- **Aim of the task**
Here are some records. Copy each one exactly.

- **Stored data**

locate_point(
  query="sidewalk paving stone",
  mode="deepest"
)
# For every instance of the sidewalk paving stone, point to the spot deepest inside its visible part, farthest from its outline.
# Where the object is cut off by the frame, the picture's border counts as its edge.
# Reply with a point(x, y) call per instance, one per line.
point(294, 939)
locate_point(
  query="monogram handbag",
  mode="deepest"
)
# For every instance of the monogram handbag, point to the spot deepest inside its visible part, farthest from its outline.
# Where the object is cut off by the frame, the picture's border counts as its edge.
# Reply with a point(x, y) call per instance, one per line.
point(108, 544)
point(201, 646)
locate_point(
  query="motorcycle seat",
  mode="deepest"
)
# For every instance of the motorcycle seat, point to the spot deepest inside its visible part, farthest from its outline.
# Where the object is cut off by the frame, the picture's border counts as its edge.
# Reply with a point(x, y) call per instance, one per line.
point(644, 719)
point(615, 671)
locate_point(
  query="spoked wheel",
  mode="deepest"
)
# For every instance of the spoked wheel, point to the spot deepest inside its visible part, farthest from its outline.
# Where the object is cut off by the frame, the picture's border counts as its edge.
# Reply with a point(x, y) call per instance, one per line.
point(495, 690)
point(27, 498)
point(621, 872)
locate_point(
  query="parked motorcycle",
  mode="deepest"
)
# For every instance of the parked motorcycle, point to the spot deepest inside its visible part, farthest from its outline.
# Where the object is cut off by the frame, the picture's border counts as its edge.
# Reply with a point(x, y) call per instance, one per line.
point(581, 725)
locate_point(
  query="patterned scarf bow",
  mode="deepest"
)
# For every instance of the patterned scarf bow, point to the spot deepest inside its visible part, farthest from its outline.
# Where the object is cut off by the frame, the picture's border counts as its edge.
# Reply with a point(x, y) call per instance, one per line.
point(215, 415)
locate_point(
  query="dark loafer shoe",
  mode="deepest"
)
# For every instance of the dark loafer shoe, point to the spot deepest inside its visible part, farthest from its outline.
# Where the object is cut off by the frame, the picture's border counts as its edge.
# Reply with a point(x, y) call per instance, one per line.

- **Answer section**
locate_point(
  query="sidewalk paving stone",
  mode="deepest"
)
# For every instance of the sidewalk paving stone, point to the spot deepest inside its visible part, farthest from its outline.
# Where the object is cut off by the frame, the picture's border counts as its edge.
# Reply with a point(x, y) call per instance, one per line.
point(294, 939)
locate_point(
  query="monogram handbag",
  mode="deepest"
)
# For every instance of the monogram handbag, point to the spot deepest inside its visible part, farthest from its outline.
# Where the object is cut off by the frame, the picture's border counts as its edge.
# Reply with a point(x, y) call per instance, one per line.
point(108, 544)
point(201, 646)
locate_point(
  query="motorcycle seat",
  mode="deepest"
)
# For every instance of the motorcycle seat, point to the spot deepest inside its visible part, farthest from its outline.
# Where the object is cut off by the frame, the picture's border counts as its edge.
# Reply with a point(x, y) call per instance, one per line.
point(644, 719)
point(615, 671)
locate_point(
  query="spoked wheel",
  mode="deepest"
)
# For every instance of the spoked wheel, point to the spot deepest inside its visible part, farthest from its outline.
# Where the object is cut off by the frame, the picture's border counts as its edge.
# Reply with a point(x, y) call per instance, one per line.
point(495, 690)
point(27, 498)
point(621, 872)
locate_point(
  query="parked motorcycle",
  mode="deepest"
)
# For every instance of the parked motorcycle, point to the spot deepest inside its visible part, farthest from its outline.
# Where the object is cut off by the frame, the picture's border counts as its edge.
# Reply with a point(x, y) call per instance, one per line.
point(581, 725)
locate_point(
  query="patterned scarf bow",
  mode="deepest"
)
# For every instance of the patterned scarf bow, point to the spot deepest inside its visible part, farthest from its outline.
# Where the object is cut off by the frame, the picture's border counts as its edge.
# Reply with a point(x, y) call per instance, one per line.
point(215, 415)
locate_point(
  query="dark loafer shoe",
  mode="deepest"
)
# For every instance of the dark loafer shoe, point to the spot deepest inside its visible part, farthest from its outline.
# Where the object is cut off by the frame, the picture's border counts as its edge.
# Reply with a point(x, y) call per instance, one per line.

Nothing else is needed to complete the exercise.